__Objectif 1__. D'après l'extrait, quelle somme une personne locataire dont le loyer est de 856 $ par mois devrait-elle débourser le premier mois de sa location ?

═════ Extrait

Par Alex Saulnier

Photo: RCLALQ

Le 12 août dernier, la Corporation des propriétaires immobiliers du Québec (CORPIQ) se targuait d’avoir accompli « un exploit » en faisant reconnaître par le Tribunal administratif du logement* (TAL) la légalité du dépôt de garantie, ce qui a fait sursauter (et avec raison!) les organismes de défense des droits des locataires. Effectivement, le dépôt de garantie demeure une pratique illégale !

Qu’est-ce qu’un dépôt de garantie?

Un dépôt de garantie est une somme versée par la personne locataire à un propriétaire, à la demande de ce dernier, lors de la signature d’un bail. Dans la pratique courante, le propriétaire demande au locataire de lui « avancer un mois » lors du premier paiement du loyer. À titre d’exemple, un ou une locataire qui loue un logement au coût de 856$ par mois (coût du loyer moyen d’un 3 et demi pour la Haute- Ville de Québec) devrait débourser un montant de 1 712 $ le premier mois de sa location, montant que le propriétaire conservera jusqu’à la fin du bail. Les raisons principales qui sont invoquées par les propriétaires pour exiger un dépôt de garantie sont, notamment, le risque de non-paiement de loyer par le locataire ou le mauvais état dans lequel un locataire serait susceptible de remettre le logement au propriétaire.

══════════
═════ Données fournies

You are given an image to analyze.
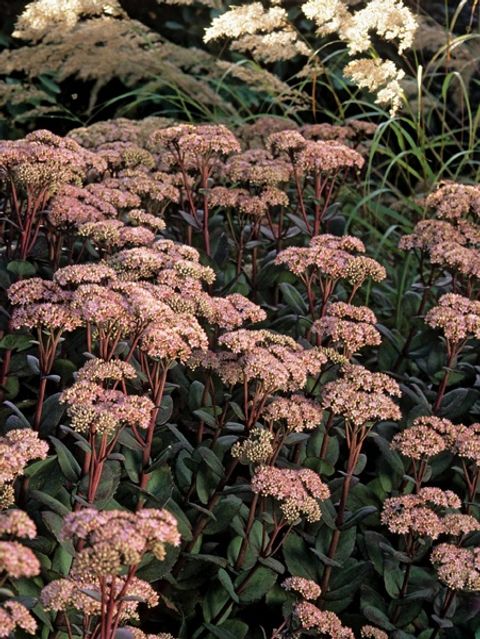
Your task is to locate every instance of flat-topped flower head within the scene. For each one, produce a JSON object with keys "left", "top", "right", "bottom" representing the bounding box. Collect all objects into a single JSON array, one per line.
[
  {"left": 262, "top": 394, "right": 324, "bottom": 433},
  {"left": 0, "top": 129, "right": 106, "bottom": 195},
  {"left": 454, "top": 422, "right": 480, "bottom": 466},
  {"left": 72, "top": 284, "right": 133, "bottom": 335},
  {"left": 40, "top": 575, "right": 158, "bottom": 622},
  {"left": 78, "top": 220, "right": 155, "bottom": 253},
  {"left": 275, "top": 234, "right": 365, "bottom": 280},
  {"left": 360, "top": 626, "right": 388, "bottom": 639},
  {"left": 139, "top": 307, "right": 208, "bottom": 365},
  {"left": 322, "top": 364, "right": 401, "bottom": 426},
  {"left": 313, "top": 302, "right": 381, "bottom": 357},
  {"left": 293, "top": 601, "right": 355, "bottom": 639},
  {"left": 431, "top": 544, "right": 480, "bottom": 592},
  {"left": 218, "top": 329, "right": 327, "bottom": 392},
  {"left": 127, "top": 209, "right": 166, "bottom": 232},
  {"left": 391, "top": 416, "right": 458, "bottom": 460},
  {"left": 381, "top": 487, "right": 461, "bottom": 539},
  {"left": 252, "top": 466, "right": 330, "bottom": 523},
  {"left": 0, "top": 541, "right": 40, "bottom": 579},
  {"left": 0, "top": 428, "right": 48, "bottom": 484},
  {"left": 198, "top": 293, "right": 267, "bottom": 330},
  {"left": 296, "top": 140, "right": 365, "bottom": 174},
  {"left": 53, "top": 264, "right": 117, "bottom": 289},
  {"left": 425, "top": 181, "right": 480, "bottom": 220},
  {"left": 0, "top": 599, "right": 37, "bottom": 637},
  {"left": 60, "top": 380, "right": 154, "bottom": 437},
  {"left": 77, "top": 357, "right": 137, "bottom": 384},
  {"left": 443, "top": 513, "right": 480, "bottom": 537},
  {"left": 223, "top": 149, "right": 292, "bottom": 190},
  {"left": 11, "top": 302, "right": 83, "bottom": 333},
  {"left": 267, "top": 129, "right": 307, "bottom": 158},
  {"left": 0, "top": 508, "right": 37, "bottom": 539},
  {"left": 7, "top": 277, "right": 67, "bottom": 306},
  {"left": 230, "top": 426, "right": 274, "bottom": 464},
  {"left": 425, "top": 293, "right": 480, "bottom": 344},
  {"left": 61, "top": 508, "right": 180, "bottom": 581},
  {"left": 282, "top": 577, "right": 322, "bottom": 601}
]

══════════

__Objectif 2__. Relevez chaque ligne des enregistrements où figure la chaîne "produce". La casse compte.

__Réponse 1__. Elle devrait débourser 1 712 $.

__Réponse 2__.
Your task is to locate every instance of flat-topped flower head within the scene. For each one, produce a JSON object with keys "left", "top", "right", "bottom" representing the bounding box. Collect all objects into a single JSON array, one per line.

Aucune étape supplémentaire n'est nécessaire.